Start of Block
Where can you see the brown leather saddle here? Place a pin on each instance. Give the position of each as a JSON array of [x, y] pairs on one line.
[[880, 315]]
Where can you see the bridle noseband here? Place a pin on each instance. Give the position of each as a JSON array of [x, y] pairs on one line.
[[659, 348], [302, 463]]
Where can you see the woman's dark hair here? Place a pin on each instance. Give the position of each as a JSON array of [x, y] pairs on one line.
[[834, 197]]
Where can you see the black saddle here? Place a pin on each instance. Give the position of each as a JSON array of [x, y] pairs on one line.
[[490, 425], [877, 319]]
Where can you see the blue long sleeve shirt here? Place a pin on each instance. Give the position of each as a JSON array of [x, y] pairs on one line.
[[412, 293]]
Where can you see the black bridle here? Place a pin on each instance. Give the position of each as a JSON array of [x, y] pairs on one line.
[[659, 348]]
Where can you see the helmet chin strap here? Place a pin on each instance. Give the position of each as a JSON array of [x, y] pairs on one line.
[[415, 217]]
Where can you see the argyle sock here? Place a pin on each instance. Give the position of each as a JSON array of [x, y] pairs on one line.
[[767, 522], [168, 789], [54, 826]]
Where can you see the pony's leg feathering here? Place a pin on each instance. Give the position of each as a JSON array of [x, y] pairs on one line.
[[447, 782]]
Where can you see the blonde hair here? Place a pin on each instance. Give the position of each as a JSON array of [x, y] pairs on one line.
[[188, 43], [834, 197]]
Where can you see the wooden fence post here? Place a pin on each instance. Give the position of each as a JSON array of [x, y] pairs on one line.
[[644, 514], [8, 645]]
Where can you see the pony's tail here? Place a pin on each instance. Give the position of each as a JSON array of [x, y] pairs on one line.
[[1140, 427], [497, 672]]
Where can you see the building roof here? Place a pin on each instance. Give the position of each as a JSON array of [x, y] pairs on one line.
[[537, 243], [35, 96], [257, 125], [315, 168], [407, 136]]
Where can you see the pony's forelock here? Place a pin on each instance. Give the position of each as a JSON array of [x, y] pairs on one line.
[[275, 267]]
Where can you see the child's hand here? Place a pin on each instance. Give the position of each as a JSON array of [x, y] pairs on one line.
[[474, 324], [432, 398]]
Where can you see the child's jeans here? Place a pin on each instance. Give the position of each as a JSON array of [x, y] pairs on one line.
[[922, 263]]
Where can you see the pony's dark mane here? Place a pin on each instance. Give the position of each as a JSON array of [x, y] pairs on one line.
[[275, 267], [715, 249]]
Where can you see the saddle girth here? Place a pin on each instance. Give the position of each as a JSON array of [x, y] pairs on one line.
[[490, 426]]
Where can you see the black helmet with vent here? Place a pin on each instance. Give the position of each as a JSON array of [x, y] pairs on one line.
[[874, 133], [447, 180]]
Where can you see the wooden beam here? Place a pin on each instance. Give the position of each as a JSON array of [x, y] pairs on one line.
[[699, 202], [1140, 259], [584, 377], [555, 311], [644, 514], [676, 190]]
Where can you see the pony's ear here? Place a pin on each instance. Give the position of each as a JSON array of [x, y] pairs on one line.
End of Block
What you are asked to do: Reproduce, word for word, the line containing "Where can you see the wooden beam" along with every later line of the listing, and leave out all earlier lines.

Answer:
Where can you see the wooden beam here? Place a pin on each instance. Give the position of each as a JSON array of [x, y] pairs on one line.
[[699, 202], [1140, 259], [584, 377], [555, 311], [644, 514], [676, 190]]
Where can you see the pony's ear here? Place a pin on each instance. Give the position of each as a JSON array of [x, y] pairs on one line.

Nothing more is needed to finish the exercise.